=== Dataset content ===

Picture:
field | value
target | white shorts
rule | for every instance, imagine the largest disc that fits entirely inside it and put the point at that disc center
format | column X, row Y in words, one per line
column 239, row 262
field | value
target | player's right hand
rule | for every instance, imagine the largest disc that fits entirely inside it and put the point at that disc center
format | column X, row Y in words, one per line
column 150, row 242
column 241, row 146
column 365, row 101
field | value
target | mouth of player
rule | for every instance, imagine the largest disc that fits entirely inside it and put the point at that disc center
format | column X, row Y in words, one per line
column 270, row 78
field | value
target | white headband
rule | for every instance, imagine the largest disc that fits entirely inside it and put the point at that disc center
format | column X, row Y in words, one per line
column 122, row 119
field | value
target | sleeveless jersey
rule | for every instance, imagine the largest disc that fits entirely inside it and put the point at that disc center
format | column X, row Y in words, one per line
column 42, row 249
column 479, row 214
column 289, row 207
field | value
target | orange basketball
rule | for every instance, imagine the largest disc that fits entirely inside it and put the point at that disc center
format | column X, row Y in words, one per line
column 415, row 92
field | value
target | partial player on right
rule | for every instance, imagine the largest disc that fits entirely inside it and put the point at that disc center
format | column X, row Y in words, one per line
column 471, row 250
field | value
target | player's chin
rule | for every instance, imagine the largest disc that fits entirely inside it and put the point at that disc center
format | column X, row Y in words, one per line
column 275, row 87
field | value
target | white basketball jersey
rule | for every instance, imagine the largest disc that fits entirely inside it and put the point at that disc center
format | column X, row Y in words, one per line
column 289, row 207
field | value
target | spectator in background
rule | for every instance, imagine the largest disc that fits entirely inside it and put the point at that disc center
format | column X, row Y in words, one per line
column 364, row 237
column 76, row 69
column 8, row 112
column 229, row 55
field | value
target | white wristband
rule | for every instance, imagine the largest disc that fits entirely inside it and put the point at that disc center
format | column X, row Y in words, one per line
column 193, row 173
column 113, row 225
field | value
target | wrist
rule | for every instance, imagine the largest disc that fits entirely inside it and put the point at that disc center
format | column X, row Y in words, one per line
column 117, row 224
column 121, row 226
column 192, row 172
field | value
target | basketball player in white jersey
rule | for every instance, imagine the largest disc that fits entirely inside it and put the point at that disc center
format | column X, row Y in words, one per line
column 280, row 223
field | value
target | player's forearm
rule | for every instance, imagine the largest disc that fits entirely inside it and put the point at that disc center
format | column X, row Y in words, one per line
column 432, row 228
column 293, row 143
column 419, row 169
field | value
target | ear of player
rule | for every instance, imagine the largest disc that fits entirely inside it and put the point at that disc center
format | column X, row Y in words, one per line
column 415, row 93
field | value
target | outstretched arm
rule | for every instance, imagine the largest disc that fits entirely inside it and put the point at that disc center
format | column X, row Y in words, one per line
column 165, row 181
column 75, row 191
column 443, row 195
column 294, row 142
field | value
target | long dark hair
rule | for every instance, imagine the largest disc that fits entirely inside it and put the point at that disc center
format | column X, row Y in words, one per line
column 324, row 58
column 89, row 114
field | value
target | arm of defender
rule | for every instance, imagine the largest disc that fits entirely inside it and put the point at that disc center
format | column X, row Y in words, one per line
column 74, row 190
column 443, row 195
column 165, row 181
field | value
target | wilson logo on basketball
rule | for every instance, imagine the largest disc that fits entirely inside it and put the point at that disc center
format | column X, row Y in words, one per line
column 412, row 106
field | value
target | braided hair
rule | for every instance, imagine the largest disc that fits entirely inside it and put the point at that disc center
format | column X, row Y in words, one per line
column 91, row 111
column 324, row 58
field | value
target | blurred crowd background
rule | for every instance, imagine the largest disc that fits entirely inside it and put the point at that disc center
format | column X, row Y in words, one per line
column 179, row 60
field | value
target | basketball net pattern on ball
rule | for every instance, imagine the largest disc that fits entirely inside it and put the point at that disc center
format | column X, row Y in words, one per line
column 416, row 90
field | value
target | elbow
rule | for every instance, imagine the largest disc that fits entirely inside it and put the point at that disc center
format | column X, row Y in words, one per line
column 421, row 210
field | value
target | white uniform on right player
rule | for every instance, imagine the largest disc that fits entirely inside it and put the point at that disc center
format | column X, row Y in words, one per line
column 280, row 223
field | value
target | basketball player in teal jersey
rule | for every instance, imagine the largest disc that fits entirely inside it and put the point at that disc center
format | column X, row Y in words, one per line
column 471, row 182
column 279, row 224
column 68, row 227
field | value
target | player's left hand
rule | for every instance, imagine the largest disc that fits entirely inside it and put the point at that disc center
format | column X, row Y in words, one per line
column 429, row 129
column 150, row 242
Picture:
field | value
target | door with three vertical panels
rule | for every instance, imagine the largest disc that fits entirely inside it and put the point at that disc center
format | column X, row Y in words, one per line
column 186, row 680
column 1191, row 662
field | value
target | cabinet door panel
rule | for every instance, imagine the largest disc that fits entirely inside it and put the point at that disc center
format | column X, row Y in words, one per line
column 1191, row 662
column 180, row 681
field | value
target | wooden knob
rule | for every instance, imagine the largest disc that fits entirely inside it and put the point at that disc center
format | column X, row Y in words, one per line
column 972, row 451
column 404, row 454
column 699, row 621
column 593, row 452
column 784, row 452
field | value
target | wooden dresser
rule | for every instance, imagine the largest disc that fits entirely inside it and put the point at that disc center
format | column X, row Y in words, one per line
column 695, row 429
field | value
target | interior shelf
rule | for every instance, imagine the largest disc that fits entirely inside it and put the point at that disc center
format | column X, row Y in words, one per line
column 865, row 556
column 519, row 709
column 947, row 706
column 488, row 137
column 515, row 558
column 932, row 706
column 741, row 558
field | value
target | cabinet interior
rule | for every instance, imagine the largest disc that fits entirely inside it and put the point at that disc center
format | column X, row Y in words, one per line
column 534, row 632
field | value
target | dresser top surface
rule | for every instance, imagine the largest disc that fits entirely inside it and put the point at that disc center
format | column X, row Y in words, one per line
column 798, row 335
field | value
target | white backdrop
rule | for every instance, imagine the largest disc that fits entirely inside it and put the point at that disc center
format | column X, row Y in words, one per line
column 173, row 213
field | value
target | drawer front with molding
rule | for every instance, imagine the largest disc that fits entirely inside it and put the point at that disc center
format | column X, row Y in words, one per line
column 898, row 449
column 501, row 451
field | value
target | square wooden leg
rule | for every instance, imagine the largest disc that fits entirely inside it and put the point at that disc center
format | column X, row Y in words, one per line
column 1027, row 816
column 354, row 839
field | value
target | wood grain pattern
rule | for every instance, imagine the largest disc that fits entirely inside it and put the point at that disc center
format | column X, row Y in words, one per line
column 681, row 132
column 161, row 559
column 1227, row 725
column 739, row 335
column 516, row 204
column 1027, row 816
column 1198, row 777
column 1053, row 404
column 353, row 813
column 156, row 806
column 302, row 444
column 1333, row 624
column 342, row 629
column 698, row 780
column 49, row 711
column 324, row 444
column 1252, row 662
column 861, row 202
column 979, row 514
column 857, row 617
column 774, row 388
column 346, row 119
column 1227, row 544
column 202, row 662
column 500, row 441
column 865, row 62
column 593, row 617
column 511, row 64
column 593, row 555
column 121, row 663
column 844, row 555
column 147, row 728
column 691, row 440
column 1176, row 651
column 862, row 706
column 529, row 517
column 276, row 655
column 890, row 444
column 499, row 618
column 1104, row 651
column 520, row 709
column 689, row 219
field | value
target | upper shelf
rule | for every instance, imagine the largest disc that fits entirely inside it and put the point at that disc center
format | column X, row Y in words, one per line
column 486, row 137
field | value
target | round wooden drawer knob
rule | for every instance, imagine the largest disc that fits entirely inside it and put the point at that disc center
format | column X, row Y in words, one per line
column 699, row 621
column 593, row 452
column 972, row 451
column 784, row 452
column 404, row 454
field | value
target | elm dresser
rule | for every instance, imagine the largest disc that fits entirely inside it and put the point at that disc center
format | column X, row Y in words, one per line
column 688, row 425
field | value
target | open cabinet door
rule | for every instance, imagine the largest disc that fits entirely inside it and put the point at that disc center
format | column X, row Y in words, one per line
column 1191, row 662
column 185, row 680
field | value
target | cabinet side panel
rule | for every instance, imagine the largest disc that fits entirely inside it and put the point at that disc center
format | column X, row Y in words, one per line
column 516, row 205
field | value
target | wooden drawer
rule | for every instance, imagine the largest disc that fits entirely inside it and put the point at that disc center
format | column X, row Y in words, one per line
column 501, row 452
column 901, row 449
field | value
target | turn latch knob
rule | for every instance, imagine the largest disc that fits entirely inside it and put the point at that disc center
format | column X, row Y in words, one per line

===

Work item: Pick out all lines from the data above in which the word "knob" appears.

Finished exercise:
target | wooden knob
target | round wooden drawer knob
target | turn latch knob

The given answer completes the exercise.